**Directions for this task**
Reproduce every line of the listing below word for word, without any changes.

━━━━━━━━

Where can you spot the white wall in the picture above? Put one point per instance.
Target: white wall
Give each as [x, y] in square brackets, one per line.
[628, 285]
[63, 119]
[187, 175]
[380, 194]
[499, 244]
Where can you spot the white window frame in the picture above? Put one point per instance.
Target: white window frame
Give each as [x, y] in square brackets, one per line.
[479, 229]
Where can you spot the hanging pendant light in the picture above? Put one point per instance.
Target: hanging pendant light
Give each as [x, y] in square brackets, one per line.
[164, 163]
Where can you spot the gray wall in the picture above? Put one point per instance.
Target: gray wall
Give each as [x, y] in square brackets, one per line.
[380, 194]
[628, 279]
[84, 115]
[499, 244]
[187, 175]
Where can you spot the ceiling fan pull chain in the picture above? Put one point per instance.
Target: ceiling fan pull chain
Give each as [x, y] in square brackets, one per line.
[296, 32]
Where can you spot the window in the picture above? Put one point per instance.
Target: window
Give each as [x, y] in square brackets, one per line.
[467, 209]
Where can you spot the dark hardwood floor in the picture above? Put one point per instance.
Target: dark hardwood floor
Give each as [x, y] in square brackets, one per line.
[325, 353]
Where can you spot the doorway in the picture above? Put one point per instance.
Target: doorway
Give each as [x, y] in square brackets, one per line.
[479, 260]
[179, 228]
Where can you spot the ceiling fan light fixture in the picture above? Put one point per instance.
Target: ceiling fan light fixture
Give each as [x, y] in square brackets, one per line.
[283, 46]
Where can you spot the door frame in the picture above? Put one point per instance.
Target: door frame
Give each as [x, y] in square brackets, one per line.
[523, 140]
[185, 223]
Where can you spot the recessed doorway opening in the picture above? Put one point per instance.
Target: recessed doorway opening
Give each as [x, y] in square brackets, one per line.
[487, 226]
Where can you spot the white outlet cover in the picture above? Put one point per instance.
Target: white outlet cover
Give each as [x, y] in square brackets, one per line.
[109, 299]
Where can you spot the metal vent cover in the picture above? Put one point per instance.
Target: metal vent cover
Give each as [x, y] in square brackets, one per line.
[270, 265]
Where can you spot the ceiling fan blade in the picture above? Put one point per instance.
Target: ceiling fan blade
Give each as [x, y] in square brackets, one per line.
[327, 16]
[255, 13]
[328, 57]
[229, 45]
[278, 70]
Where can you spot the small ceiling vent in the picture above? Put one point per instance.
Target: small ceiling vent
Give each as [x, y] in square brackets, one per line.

━━━━━━━━

**Result for this task**
Where can you spot the white wall in the picture above? Put one point per instance.
Target: white wall
Give each as [x, y] in square brackets, one per line.
[628, 285]
[63, 119]
[187, 175]
[380, 194]
[499, 244]
Where can you spot the white window frame in the picture above? Put one point per instance.
Target: white window frame
Give each as [x, y] in square brackets, one per line.
[479, 229]
Where can you spot the hanging pendant light in the picture above? Put one point per instance.
Target: hanging pendant light
Give each as [x, y] in square brackets, one per line.
[164, 163]
Where can you spot the gray wall in the picture above? Put one point per instance.
Target: gray wall
Give each as [x, y] in square brackets, one per line.
[380, 194]
[628, 279]
[84, 115]
[499, 244]
[187, 175]
Where can you spot the ceiling fan pull chain in the picture above? Put one point per instance.
Target: ceiling fan pull chain
Give each as [x, y] in square brackets, one per line.
[296, 32]
Where can you spot the window in the picture above? Put one point per instance.
Target: window
Give each as [x, y] in square brackets, one per line.
[467, 209]
Where can you spot the dark hardwood floor in the picture above? Put one point per instance.
Target: dark hardwood floor
Give each as [x, y] in square brackets, one per line.
[325, 353]
Where can you spot the doorway in the picture above? Put one point per instance.
Target: doorway
Give each as [x, y] in square brackets, one per line.
[479, 260]
[179, 228]
Where can you spot the ceiling fan light fixture in the picture above? Put one point per instance.
Target: ceiling fan light fixture
Give each as [x, y] in square brackets, one per line.
[283, 46]
Where can you spot the door frame in the picture above? Put one point per instance.
Target: door frame
Give each as [x, y] in square brackets, one per line.
[523, 140]
[185, 223]
Where can you spot the recessed doorway opening in the picture above? Put one point per instance.
Target: recessed doorway opening
Give each as [x, y] in square brackets, one per line.
[487, 226]
Where can you spot the white outlet cover in the picture above? Put one point per instance.
Target: white outlet cover
Give each as [x, y] in square brackets, one per line.
[109, 299]
Where can you spot the metal vent cover in the picture above? Put one point per instance.
Target: metal vent cover
Give each as [x, y] in square brackets, one per line.
[270, 265]
Where can you spot the ceiling fan blade in the picture above? Put one point per instance.
Target: ceiling fan blade
Give each as [x, y] in square brackets, one per line.
[327, 16]
[255, 13]
[328, 57]
[229, 45]
[278, 70]
Where can you spot the small ceiling vent in the picture above? Put one point per instance.
Target: small ceiling vent
Give each as [x, y] in square brackets, one per line.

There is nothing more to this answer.